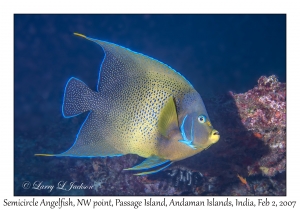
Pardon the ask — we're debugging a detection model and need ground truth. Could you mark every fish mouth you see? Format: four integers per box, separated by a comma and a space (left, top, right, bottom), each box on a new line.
209, 129, 220, 143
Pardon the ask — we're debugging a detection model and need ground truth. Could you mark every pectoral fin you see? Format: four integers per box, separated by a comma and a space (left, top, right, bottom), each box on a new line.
158, 97, 179, 138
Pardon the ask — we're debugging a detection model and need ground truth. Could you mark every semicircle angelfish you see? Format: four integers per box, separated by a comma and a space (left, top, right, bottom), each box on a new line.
35, 33, 220, 176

§

[WORK INSTRUCTION] Word for word, print all of the data; skip the pictures.

[RESULT]
Pardon the ask — we're debugging a detection model and need ground truth. Could you mark every fish mouth you see? Format: four integers per box, separated by a comma and a space (left, top, right, bottom), each box on a new line.
209, 129, 220, 143
Pardon the ask — we're debugging a detection model and need ground truth. Could you mark every pectoral fin you see? Format: four integers per box, separated by a comma and a space (left, top, right, bottom), each box on a new line.
158, 97, 179, 138
Pardon the ask — we're debugging a detection model and need ground truth. Could you mark every semicircle angelfish you see? Format: four integers per box, separated by a comma and a space (left, top, right, bottom), each box on a new line.
35, 33, 220, 176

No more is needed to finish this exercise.